Action item:
Reproduce the material below verbatim, line by line, omitting every picture from your output.
==================================================
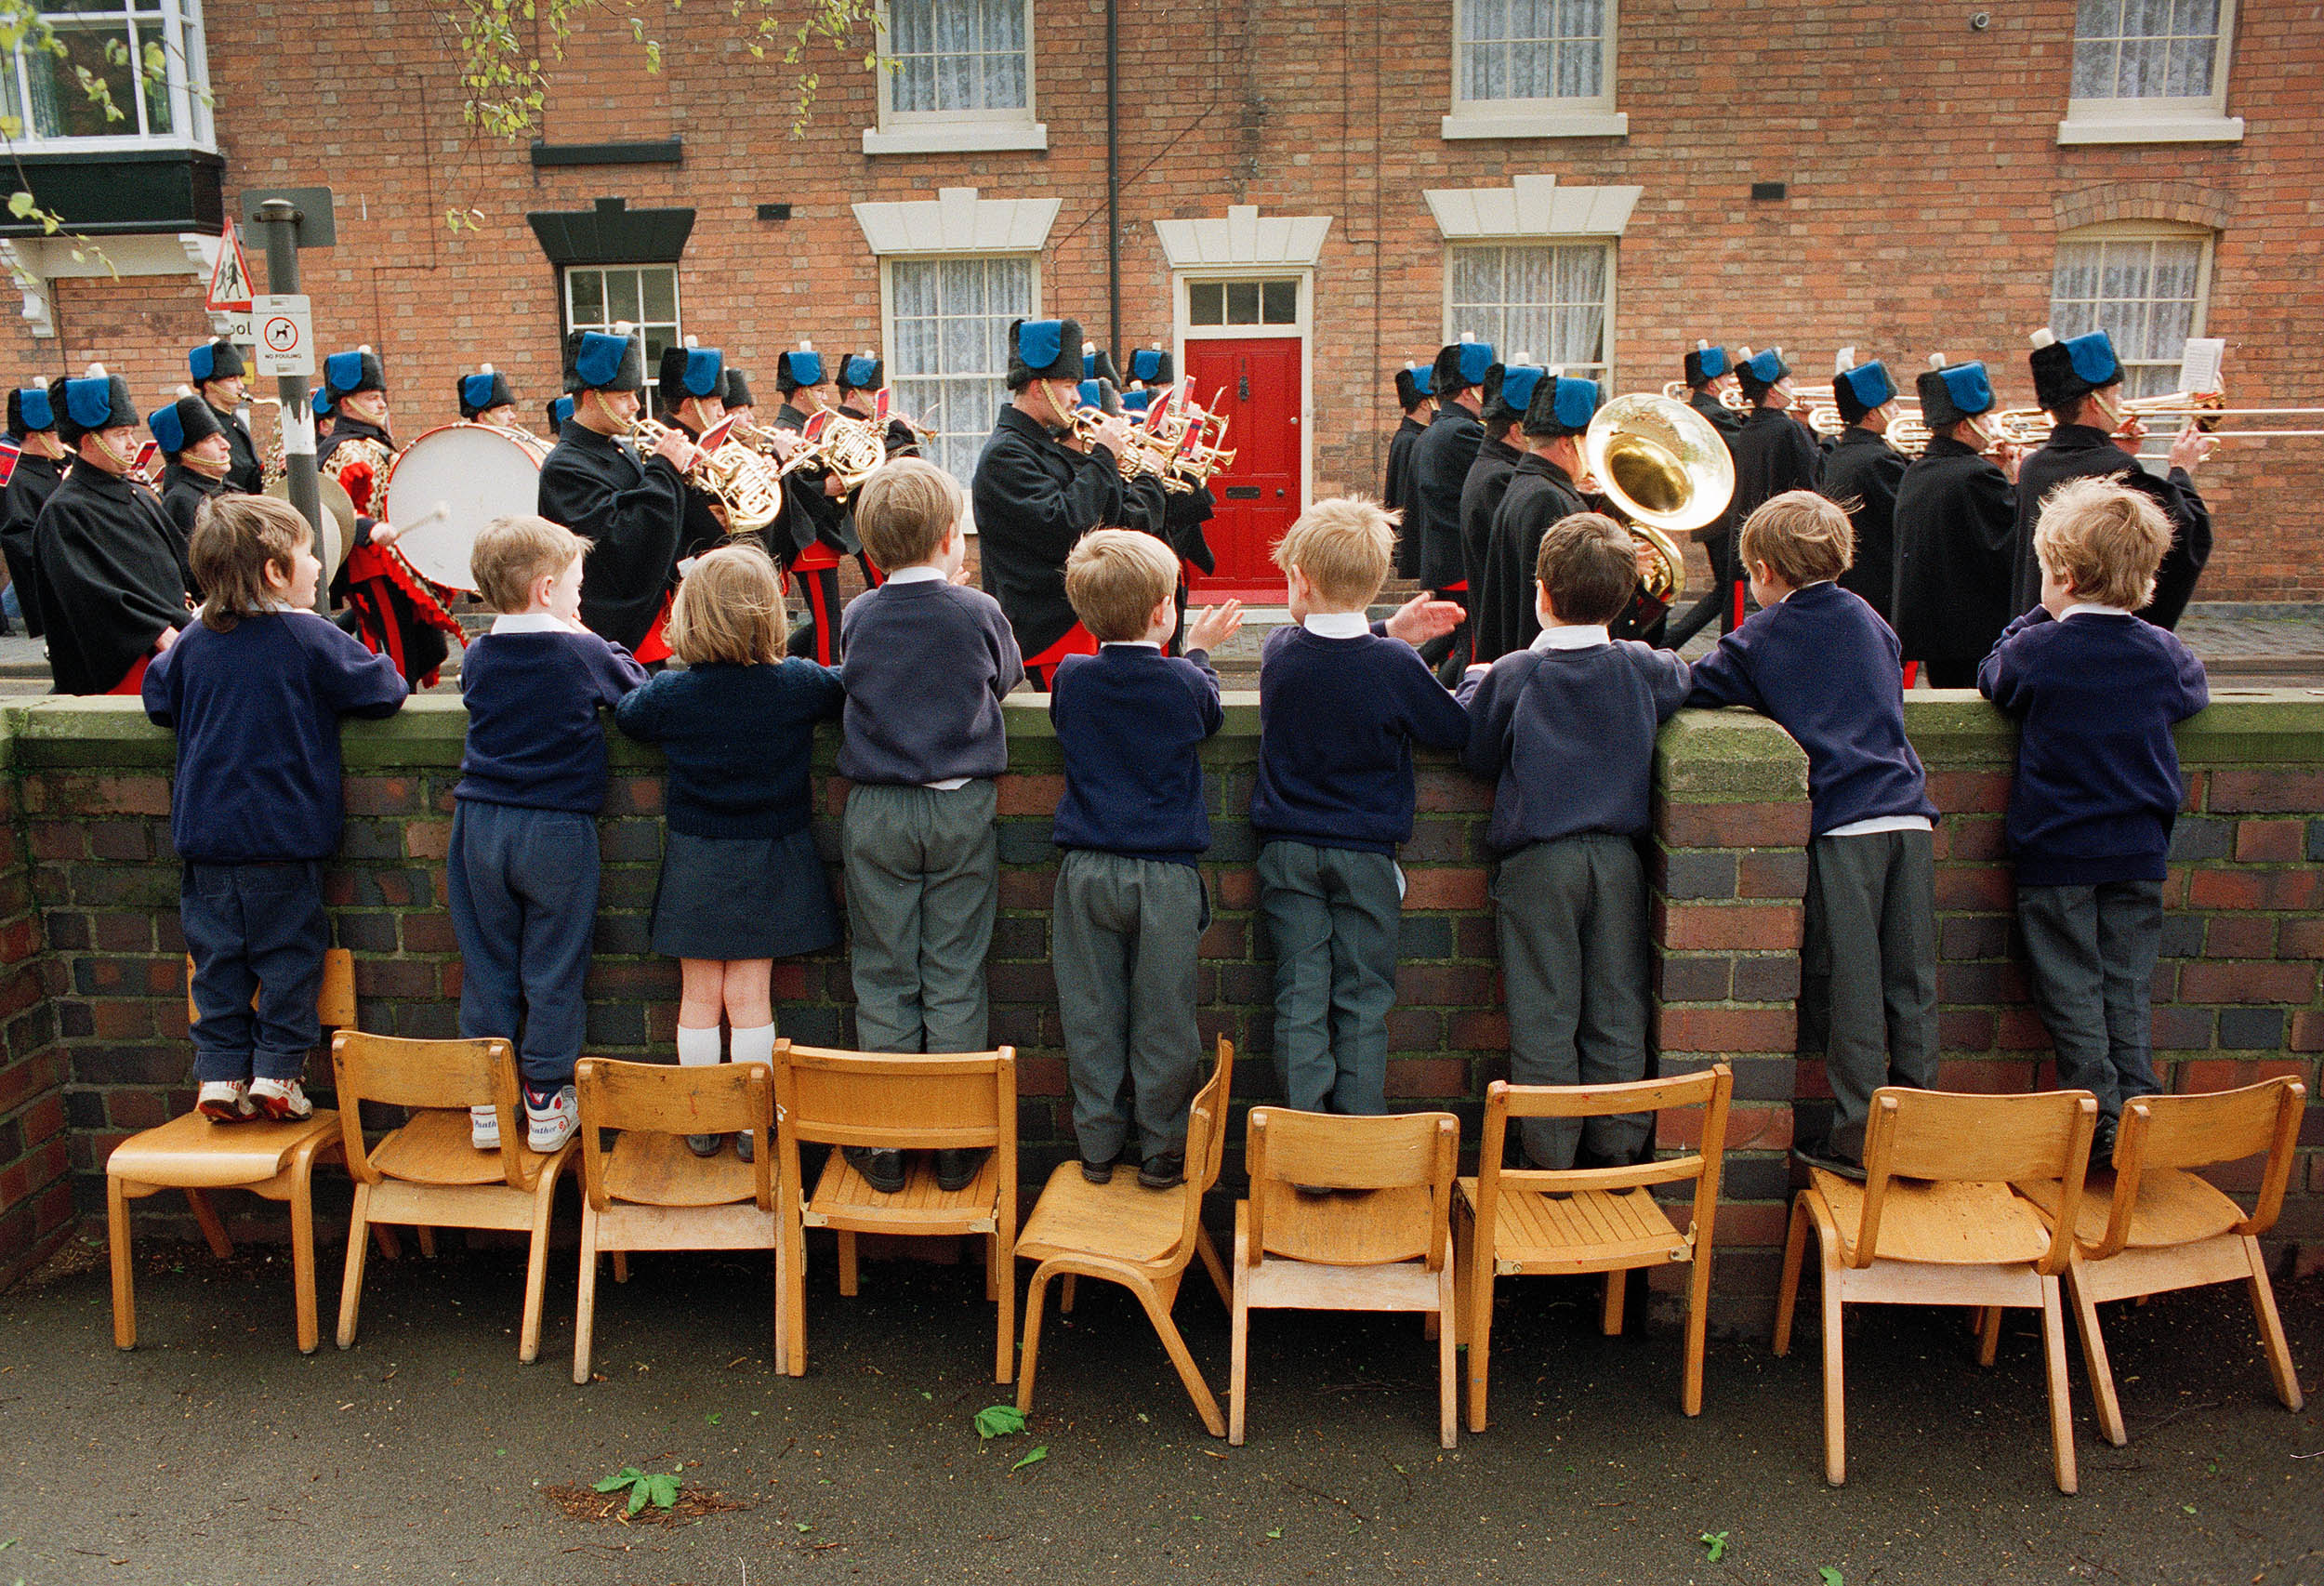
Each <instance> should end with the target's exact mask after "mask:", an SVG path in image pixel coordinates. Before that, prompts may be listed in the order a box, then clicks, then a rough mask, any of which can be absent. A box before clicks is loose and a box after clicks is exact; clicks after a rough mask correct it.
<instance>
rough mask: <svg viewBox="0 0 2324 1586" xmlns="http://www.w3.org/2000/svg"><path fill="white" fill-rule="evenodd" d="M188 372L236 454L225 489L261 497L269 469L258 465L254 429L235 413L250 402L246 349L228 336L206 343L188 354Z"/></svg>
mask: <svg viewBox="0 0 2324 1586" xmlns="http://www.w3.org/2000/svg"><path fill="white" fill-rule="evenodd" d="M186 372H188V374H193V388H195V391H198V393H202V400H205V402H207V405H209V412H211V414H216V416H218V430H221V433H223V435H225V444H228V446H230V449H232V453H235V460H232V465H230V467H228V470H225V488H228V491H242V493H244V495H258V493H260V491H263V488H265V467H263V465H260V463H258V446H256V444H253V442H251V426H246V423H242V414H239V412H235V409H237V407H242V402H244V400H249V386H246V377H249V370H246V367H244V363H242V349H239V347H235V344H232V342H228V340H225V337H218V340H216V342H202V344H200V347H195V349H191V351H188V353H186Z"/></svg>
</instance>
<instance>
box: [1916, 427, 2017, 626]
==================================================
Output of the task:
Each <instance> should end with the target's exact mask after "mask:", an SVG path in image pixel coordinates. Before that, prompts may be listed in the order a box, then clicks, then a rough mask, any of which can be absent. A box before clicks is loose and a box after clicks is exact; clicks after a rough mask correct it.
<instance>
rough mask: <svg viewBox="0 0 2324 1586" xmlns="http://www.w3.org/2000/svg"><path fill="white" fill-rule="evenodd" d="M188 372L236 454L225 489L261 497L269 469L258 465L254 429L235 413L250 402L246 349L228 336L206 343L188 354Z"/></svg>
mask: <svg viewBox="0 0 2324 1586" xmlns="http://www.w3.org/2000/svg"><path fill="white" fill-rule="evenodd" d="M186 372H188V374H193V388H195V391H198V393H202V400H205V402H207V405H209V412H211V414H216V416H218V430H221V433H223V435H225V444H228V446H230V449H232V453H235V460H232V465H230V467H228V470H225V488H228V491H242V493H244V495H258V493H260V491H263V488H265V467H263V465H260V463H258V446H256V444H253V442H251V426H246V423H242V414H239V412H235V409H237V407H242V402H244V400H249V386H246V377H249V370H246V367H244V363H242V349H239V347H235V344H232V342H228V340H225V337H218V340H216V342H202V344H200V347H195V349H191V351H188V353H186Z"/></svg>
</instance>
<instance>
box: [1916, 427, 2017, 626]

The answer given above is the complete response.